>> start EXTRACT PROVIDED
The Presentation
The inimitable
Zooko recently
made me aware of
an
excellent presentation about HTTPS: "It's Time to Fix HTTPS", by
Chris Palmer.
The presentation is both hilarious and illuminating; I highly recommend you
view it right away. It's not saying anything that I haven't been
thinking for a
very long time. Except the thing about how IE can silently add
certificates to your root CA store, that was definitely new, and a little
depressing. But this is a somewhat esoteric topic and it needs to be
made more popular for the everyday user. Sexy, even.
A Brief Review
(But seriously,
go
read the slides, they're more entertaining.)
Internet security is based on trust. The math behind modern
cryptography doesn't ensure anything beyond that you're talking to someone
that holds a particular special secret ("private key"). You can verify
that the party you're talking to has the same key as the one you talked to
last time, and that a particular private key corresponds to a particular
public key, but that's about it. The public key can be
published for everyone to see without risking any of the secrets being sent,
but you still need some way to determine whether the public key actually
belongs to the person you want to talk to. So, in order to have a
secure system, you have to layer some rules on top of that which give you
some way to know whether that private key corresponds to an identity that
you care about and trust.
The current system goes something like this: each web browser vendor
decides, more or less at random, on a group of entities we will all trust
completely. By virtue of the trust of the software, they become the
authorities who can decide whose public keys are valid. Actually, a
public key isn't quite enough: you need a key plus some metadata about the
person sending it: we call this a "certificate". So these entities are
termed "certificate authorities". The browser vendors tend to decide
on the same group, because there's a lot of social pressure to maintain a
list that makes sense (and also, anybody who gets accepted by one browser
but denied by another can't really sell certificates: the whole point of
this exercise is to sell things that make the little lock icon come up, so
you know your web shopping cart is "secure").
>> end EXTRACT PROVIDED
>> start GIVEN INFORMATION
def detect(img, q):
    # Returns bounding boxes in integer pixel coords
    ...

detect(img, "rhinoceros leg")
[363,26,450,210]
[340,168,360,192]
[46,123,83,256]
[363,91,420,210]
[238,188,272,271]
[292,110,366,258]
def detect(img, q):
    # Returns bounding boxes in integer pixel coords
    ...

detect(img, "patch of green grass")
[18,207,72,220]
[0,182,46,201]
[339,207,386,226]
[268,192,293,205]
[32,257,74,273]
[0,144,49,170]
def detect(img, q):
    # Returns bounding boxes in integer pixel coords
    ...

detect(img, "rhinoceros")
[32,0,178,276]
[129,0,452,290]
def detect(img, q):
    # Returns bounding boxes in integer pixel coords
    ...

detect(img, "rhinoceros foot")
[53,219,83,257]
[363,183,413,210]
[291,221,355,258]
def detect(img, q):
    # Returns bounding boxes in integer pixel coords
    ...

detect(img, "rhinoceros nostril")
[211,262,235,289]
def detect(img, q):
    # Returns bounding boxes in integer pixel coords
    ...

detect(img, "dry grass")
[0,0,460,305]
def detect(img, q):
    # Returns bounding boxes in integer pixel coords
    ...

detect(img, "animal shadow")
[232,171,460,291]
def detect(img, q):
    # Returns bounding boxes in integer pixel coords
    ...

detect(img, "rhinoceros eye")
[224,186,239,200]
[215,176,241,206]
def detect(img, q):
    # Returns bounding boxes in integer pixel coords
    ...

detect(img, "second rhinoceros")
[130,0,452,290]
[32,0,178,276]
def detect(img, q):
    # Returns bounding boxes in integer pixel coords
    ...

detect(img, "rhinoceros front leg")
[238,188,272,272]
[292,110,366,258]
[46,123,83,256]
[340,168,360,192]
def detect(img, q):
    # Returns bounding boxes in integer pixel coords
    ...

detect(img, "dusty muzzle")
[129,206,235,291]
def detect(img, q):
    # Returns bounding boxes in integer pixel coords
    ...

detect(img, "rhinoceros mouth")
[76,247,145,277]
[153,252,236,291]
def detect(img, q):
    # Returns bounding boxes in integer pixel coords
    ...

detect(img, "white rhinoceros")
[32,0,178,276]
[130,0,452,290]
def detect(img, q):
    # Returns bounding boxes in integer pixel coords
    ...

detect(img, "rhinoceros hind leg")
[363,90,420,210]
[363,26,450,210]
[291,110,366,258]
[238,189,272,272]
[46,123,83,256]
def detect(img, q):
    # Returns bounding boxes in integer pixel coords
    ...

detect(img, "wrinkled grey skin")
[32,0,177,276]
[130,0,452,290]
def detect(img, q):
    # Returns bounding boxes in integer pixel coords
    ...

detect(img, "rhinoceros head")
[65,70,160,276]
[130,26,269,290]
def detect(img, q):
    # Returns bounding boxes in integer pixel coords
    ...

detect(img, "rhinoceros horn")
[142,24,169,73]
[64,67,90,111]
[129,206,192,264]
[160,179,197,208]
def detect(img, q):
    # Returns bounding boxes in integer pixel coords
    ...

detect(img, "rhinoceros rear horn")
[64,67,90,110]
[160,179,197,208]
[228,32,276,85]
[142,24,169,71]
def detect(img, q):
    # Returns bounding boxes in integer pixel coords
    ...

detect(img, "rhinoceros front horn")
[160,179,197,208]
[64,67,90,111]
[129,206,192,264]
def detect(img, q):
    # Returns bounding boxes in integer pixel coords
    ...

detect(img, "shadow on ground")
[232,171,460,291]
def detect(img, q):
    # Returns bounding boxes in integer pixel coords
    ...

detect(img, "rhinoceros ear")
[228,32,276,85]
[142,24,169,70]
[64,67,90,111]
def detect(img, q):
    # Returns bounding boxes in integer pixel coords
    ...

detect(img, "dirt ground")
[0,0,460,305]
>> end GIVEN INFORMATION
» REQUIRED WORK:
• 1. In the essay on HTTPS, what is a public key plus some metadata about the person sending it called?
• 2. Quote the essay on HTTPS word for word, from "The presentation is" down to "user. Sexy, even.".
The data has no connection to the essay on HTTPS.

» TASK-BY-TASK OUTPUTS:
• 1. It is called a "certificate."

• 2.
The presentation is both hilarious and illuminating; I highly recommend you
view it right away. It's not saying anything that I haven't been
thinking for a
very long time. Except the thing about how IE can silently add
certificates to your root CA store, that was definitely new, and a little
depressing. But this is a somewhat esoteric topic and it needs to be
made more popular for the everyday user. Sexy, even.